"""

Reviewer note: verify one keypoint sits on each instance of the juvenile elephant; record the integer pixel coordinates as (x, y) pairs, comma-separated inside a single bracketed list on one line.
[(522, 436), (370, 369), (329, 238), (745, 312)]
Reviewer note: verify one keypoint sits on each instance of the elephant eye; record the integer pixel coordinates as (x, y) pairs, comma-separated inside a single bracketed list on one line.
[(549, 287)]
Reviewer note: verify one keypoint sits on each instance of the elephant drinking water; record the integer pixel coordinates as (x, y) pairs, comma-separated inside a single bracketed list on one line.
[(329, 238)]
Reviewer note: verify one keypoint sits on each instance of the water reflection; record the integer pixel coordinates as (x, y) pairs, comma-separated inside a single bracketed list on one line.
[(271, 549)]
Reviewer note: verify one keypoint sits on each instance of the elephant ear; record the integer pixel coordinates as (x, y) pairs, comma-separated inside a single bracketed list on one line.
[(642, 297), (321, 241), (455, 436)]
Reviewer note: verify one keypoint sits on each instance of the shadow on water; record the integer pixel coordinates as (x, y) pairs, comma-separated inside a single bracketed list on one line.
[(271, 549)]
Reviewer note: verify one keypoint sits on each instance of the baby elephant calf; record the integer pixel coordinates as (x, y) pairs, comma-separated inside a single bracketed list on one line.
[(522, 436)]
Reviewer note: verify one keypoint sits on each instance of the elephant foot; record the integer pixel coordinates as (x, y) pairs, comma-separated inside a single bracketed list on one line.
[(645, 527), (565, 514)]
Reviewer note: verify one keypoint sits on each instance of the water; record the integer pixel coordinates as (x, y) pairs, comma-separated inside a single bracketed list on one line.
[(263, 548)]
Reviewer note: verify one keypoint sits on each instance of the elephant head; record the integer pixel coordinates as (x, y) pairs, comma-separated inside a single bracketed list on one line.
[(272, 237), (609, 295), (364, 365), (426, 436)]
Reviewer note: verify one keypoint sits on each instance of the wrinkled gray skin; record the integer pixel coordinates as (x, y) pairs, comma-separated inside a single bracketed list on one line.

"""

- Instructions to follow -
Repeat each line, unchanged, from the line that contains "the elephant foot;" to the end of the listing above.

- Task result -
Reviewer note: verify one keypoint sits on each instance of the elephant foot; record the integer pixel coordinates as (x, y) pairs, comma-separated inside a single bracketed list on one line.
[(645, 527), (565, 514)]
Reviewer note: verify one keypoint sits on each instance of the water; record the integer pixel coordinates as (x, y) pairs, comma-separated inside a single bracketed list on one line.
[(263, 548)]
Reviewer note: verify one keypoint sits on each instance of the elephant head; record the integer pixel coordinates as (x, y) pairs, comma-separated inside a single bracketed list on one line.
[(272, 237), (609, 295), (364, 365), (426, 436)]
Reviewer note: verify one keypoint sits on each instance of the wrinkled gray skin; record the integer pixel coordinates as (x, y) pairs, comma-separated inside a single bracketed list on one line.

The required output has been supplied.